▸ **Work item**:
Working from the listing below, pick each line containing the word "glove" and copy it.

[Data records Boundary: Start]

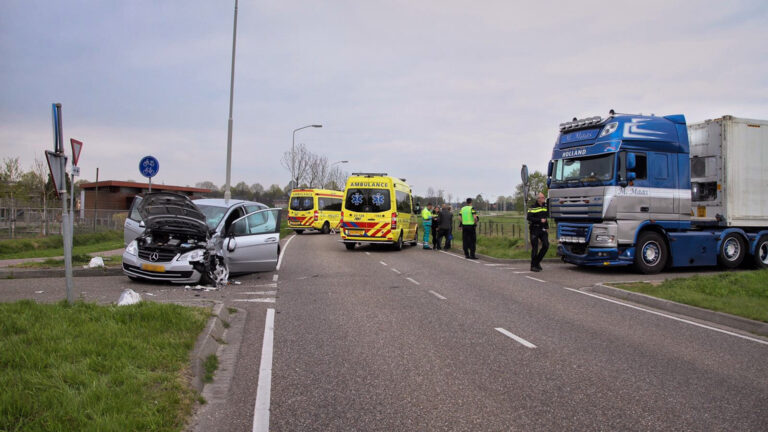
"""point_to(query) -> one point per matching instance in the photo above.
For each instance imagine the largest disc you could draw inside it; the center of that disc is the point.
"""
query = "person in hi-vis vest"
(468, 225)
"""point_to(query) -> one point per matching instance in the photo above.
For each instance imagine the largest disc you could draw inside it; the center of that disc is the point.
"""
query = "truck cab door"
(252, 242)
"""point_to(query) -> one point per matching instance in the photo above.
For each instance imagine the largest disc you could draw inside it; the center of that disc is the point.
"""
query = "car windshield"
(213, 214)
(301, 203)
(584, 170)
(367, 200)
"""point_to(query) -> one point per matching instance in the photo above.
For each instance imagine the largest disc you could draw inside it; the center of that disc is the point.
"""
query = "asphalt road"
(373, 339)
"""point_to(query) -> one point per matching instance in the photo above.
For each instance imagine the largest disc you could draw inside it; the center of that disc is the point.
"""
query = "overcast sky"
(453, 95)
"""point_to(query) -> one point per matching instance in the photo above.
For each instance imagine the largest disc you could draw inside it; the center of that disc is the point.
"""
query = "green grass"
(51, 246)
(90, 367)
(737, 293)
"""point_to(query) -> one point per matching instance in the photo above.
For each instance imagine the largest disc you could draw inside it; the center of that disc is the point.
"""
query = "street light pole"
(293, 154)
(227, 192)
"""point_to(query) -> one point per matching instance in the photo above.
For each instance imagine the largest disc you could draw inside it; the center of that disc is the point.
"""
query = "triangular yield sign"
(76, 147)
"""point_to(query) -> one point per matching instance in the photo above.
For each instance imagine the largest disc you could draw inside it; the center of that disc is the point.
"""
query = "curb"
(736, 322)
(6, 273)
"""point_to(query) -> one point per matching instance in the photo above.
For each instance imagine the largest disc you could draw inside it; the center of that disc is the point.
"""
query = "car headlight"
(132, 248)
(195, 255)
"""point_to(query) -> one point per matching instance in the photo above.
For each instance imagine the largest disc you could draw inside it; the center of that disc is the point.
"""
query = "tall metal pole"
(227, 192)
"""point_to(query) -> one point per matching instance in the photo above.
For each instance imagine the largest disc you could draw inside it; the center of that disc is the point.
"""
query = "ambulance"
(378, 209)
(318, 209)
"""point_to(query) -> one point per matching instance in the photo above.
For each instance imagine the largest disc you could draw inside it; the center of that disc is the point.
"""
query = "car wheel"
(732, 251)
(761, 253)
(651, 253)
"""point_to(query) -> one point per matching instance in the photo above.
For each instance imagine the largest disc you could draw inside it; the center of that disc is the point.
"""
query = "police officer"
(537, 223)
(468, 229)
(426, 216)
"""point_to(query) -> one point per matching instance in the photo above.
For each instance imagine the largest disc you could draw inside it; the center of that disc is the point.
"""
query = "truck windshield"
(584, 170)
(368, 200)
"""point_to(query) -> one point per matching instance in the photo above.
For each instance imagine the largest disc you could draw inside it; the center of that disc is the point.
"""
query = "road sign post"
(148, 167)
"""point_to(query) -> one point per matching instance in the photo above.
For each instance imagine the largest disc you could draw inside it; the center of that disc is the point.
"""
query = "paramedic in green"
(426, 216)
(468, 225)
(537, 222)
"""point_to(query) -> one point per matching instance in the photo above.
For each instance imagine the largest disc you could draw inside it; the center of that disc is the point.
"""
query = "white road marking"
(437, 295)
(516, 338)
(670, 317)
(282, 252)
(537, 280)
(264, 387)
(264, 300)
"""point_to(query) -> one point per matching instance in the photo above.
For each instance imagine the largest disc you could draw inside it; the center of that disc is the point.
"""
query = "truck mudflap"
(596, 256)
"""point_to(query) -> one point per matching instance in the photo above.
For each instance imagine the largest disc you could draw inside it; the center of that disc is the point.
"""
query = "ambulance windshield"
(367, 200)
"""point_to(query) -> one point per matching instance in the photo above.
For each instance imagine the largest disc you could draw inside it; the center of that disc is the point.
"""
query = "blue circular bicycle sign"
(149, 166)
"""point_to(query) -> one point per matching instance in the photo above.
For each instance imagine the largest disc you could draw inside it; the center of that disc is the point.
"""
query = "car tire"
(651, 253)
(732, 251)
(760, 258)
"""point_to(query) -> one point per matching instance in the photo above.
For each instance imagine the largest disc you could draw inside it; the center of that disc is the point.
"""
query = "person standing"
(444, 226)
(469, 221)
(537, 222)
(426, 216)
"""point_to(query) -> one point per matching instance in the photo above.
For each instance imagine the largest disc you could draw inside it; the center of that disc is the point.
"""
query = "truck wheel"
(651, 253)
(761, 253)
(732, 251)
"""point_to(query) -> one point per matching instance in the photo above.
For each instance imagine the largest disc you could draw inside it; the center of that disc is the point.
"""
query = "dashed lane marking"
(518, 339)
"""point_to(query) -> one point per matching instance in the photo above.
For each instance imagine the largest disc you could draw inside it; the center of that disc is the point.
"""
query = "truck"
(654, 192)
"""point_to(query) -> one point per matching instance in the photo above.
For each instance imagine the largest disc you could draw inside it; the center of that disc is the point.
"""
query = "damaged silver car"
(201, 241)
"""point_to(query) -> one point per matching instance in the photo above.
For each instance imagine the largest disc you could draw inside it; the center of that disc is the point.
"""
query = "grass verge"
(90, 367)
(744, 294)
(51, 246)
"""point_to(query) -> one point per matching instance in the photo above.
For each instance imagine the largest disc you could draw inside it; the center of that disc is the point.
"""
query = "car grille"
(162, 255)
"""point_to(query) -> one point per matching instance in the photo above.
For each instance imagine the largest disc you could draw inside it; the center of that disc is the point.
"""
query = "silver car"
(205, 240)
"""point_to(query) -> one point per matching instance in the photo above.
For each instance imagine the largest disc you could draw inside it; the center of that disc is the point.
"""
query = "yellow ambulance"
(318, 209)
(378, 209)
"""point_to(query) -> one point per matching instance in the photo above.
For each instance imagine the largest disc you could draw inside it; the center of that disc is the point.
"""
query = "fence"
(33, 222)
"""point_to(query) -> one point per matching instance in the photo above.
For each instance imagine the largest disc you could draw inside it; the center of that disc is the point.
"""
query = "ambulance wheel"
(399, 244)
(732, 251)
(761, 253)
(651, 253)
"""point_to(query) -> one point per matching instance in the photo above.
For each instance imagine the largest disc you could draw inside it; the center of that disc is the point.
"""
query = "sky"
(452, 95)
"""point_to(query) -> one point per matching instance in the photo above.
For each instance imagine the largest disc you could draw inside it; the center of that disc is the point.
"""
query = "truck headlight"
(132, 248)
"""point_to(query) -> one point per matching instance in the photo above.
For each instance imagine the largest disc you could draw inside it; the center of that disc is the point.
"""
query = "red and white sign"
(76, 147)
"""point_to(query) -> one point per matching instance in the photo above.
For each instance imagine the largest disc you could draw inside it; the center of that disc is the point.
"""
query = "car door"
(252, 242)
(133, 226)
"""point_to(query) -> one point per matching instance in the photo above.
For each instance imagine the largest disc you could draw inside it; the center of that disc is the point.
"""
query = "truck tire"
(732, 251)
(761, 253)
(651, 253)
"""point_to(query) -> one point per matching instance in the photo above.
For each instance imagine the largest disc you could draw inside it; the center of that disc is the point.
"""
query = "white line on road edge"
(670, 317)
(264, 387)
(437, 295)
(516, 338)
(460, 257)
(282, 252)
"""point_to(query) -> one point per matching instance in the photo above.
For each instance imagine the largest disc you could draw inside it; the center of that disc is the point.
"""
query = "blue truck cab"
(620, 193)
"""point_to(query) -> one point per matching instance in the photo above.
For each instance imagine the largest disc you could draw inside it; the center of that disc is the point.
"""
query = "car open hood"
(171, 212)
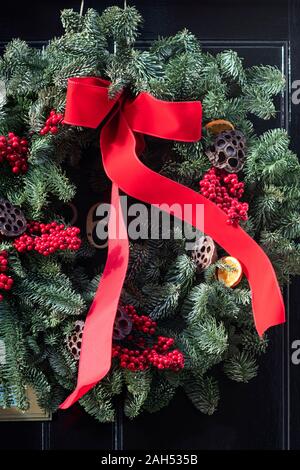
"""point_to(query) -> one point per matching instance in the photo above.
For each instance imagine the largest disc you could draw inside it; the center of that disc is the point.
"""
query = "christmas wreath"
(183, 315)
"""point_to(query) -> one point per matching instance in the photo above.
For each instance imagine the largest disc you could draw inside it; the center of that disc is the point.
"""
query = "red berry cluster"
(225, 190)
(142, 356)
(6, 282)
(48, 238)
(14, 150)
(52, 123)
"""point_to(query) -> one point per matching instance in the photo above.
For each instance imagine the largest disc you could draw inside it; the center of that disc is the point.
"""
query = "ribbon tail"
(133, 177)
(96, 349)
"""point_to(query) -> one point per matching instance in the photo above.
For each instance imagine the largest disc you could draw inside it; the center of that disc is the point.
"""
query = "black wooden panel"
(294, 299)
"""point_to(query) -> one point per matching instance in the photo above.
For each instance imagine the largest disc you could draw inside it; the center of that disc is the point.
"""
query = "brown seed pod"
(204, 252)
(227, 151)
(74, 340)
(123, 325)
(12, 220)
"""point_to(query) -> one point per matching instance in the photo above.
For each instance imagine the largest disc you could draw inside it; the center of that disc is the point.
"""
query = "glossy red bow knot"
(124, 122)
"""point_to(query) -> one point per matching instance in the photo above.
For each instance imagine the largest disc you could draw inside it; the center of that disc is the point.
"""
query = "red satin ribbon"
(124, 121)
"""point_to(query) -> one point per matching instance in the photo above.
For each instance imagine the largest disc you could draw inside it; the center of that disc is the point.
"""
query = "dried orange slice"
(219, 125)
(231, 277)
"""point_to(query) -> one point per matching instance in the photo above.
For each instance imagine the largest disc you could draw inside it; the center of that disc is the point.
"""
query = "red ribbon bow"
(124, 121)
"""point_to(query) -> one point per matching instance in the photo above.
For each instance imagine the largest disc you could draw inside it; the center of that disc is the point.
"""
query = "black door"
(262, 414)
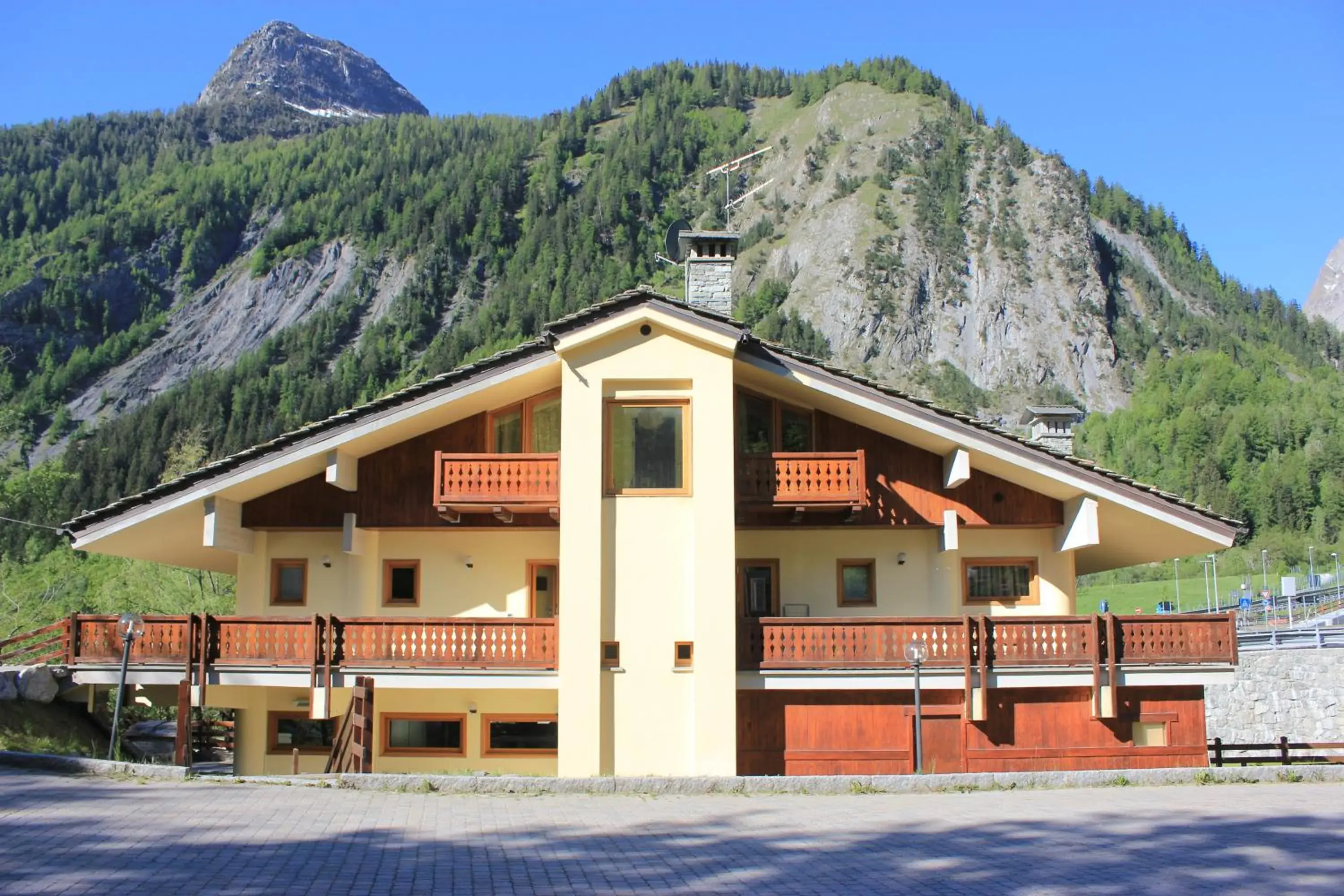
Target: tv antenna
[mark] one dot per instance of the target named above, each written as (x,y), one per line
(730,168)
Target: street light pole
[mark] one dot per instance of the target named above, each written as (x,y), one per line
(129,626)
(917,652)
(1214,560)
(1176,562)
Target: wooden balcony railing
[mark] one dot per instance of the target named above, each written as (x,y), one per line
(322,641)
(850,642)
(500,484)
(803,480)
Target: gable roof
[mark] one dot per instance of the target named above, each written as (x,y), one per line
(543,343)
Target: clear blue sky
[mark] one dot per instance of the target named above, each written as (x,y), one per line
(1230,115)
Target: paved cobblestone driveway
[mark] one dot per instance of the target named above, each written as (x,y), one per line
(92,836)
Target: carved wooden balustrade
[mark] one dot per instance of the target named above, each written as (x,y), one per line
(803,480)
(307,642)
(1085,642)
(500,484)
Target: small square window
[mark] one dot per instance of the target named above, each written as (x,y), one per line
(857,583)
(1150,734)
(1000,581)
(292,731)
(401,583)
(289,582)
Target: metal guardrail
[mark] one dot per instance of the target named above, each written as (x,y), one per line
(1291,638)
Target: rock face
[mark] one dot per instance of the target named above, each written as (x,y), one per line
(1327,296)
(311,74)
(37,684)
(1027,310)
(1293,694)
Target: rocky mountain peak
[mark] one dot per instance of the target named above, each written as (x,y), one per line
(308,73)
(1327,296)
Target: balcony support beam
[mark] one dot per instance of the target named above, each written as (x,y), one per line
(951,538)
(225,527)
(353,539)
(956,468)
(342,470)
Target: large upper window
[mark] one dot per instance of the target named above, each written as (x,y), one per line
(292,731)
(648,447)
(767,425)
(1000,581)
(422,735)
(533,426)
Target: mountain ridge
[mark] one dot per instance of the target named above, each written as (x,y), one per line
(316,76)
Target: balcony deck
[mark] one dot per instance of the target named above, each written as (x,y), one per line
(803,480)
(320,642)
(987,642)
(496,484)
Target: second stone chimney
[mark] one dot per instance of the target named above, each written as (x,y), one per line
(709,256)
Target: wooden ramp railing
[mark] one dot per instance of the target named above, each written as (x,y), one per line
(353,747)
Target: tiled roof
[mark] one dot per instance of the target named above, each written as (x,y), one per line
(541,346)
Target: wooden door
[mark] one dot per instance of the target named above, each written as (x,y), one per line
(944,741)
(842,739)
(543,589)
(758,589)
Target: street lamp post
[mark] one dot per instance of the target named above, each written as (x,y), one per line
(1214,560)
(1176,562)
(917,652)
(129,626)
(1335,554)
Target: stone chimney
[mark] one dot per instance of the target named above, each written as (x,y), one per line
(1053,426)
(709,256)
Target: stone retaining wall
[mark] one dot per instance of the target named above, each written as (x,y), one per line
(1293,694)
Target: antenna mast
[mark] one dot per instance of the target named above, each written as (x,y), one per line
(730,168)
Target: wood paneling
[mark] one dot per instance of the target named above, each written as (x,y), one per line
(827,732)
(308,504)
(396,489)
(905,487)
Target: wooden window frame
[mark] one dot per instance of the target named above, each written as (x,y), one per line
(531,587)
(873,582)
(526,408)
(276,566)
(388,582)
(742,585)
(275,749)
(1033,597)
(389,718)
(777,408)
(487,750)
(608,474)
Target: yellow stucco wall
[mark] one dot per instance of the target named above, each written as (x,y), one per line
(252,706)
(928,583)
(495,586)
(650,571)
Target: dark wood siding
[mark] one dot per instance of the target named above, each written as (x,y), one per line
(396,489)
(905,487)
(827,732)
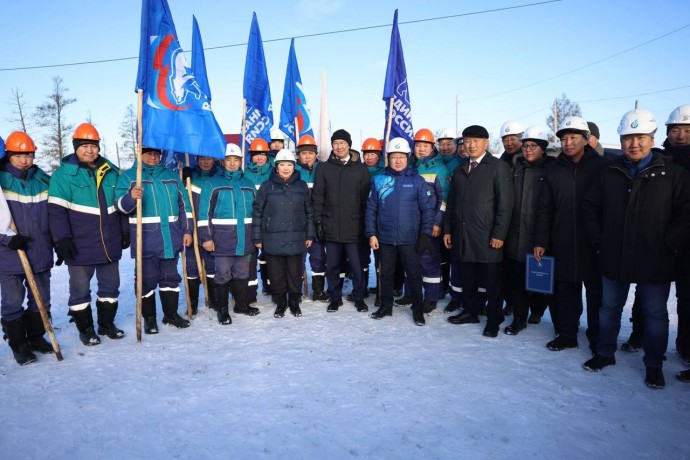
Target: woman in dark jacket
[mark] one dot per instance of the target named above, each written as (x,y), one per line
(283,227)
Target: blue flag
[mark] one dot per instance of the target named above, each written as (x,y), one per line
(395,88)
(256,92)
(176,114)
(294,104)
(199,61)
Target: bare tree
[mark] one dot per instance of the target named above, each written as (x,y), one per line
(51,115)
(19,118)
(563,108)
(128,133)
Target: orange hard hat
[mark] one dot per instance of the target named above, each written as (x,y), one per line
(424,135)
(307,139)
(258,145)
(20,142)
(86,131)
(371,145)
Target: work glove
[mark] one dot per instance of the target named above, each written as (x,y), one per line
(424,244)
(319,231)
(18,242)
(126,241)
(65,249)
(186,174)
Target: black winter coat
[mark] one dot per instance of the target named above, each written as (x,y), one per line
(640,224)
(282,218)
(528,185)
(559,227)
(479,208)
(340,194)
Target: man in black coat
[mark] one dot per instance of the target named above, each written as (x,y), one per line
(340,194)
(480,201)
(560,230)
(638,215)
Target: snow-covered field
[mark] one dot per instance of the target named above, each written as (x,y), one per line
(332,385)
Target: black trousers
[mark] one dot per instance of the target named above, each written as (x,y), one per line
(489,276)
(286,274)
(410,262)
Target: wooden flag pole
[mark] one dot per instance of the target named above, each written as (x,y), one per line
(388,131)
(197,254)
(37,298)
(183,257)
(140,285)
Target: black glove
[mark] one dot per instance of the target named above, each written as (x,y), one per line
(126,241)
(186,174)
(424,244)
(18,242)
(65,249)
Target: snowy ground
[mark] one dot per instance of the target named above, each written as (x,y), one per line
(332,385)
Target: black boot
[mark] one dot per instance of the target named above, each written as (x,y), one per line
(193,288)
(317,285)
(293,304)
(15,332)
(212,298)
(240,293)
(169,301)
(148,312)
(106,320)
(281,305)
(34,333)
(265,282)
(222,297)
(84,322)
(382,311)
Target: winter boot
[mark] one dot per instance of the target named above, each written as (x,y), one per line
(293,304)
(265,282)
(240,292)
(318,282)
(15,332)
(193,286)
(34,333)
(169,301)
(382,312)
(148,312)
(222,297)
(281,301)
(106,319)
(84,322)
(212,297)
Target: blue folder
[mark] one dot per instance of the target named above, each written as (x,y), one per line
(539,276)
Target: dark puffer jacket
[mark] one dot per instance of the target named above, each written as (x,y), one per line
(560,227)
(339,195)
(283,218)
(639,224)
(528,185)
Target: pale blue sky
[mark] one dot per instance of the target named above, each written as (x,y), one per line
(474,57)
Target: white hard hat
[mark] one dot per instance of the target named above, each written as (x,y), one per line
(398,145)
(233,150)
(445,133)
(637,121)
(573,123)
(536,133)
(680,116)
(284,155)
(277,134)
(511,128)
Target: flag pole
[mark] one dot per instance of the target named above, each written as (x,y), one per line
(139,253)
(37,297)
(197,254)
(244,128)
(389,122)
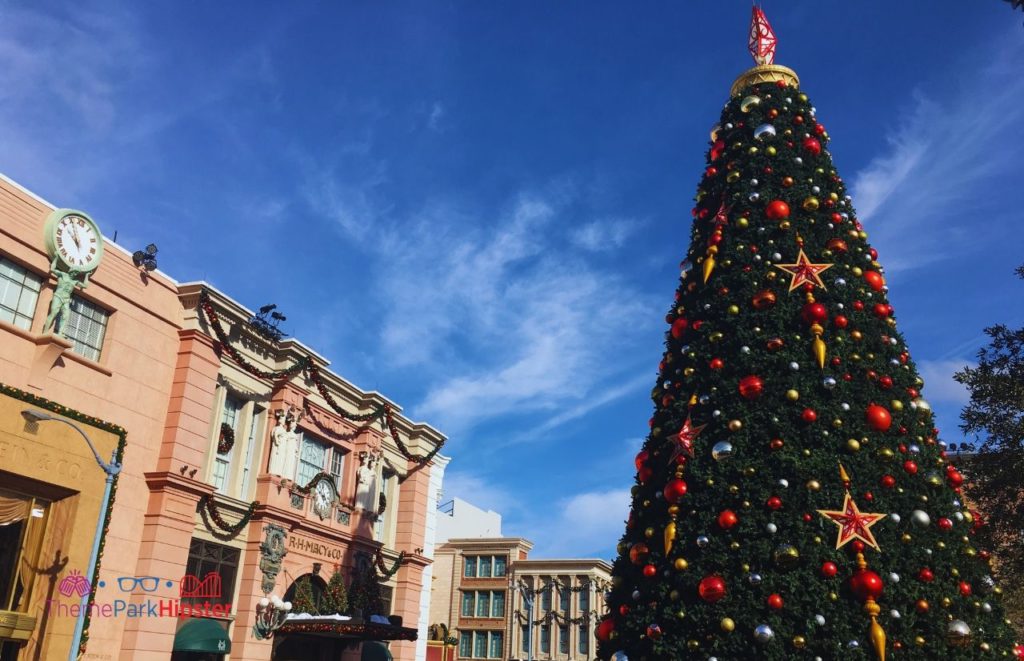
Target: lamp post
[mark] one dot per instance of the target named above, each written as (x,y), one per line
(270,614)
(112,469)
(527,600)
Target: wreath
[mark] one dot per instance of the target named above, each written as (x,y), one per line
(226,440)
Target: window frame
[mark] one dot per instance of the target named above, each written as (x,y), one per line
(79,345)
(6,280)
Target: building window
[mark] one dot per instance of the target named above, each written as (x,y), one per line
(247,469)
(222,463)
(85,327)
(485,566)
(215,567)
(23,524)
(18,294)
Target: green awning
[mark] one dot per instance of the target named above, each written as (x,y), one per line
(375,651)
(202,634)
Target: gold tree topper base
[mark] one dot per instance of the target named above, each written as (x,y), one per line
(765,74)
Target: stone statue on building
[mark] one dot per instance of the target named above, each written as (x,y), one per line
(285,444)
(68,281)
(366,482)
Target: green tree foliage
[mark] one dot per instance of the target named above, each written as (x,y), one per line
(996,413)
(336,597)
(771,425)
(303,601)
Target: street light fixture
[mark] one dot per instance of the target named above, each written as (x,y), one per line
(112,470)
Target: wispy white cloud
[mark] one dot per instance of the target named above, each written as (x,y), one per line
(587,525)
(926,183)
(437,114)
(939,384)
(606,234)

[Data records Boundary: End]

▸ **Task output**:
Target: work glove
Target: black glove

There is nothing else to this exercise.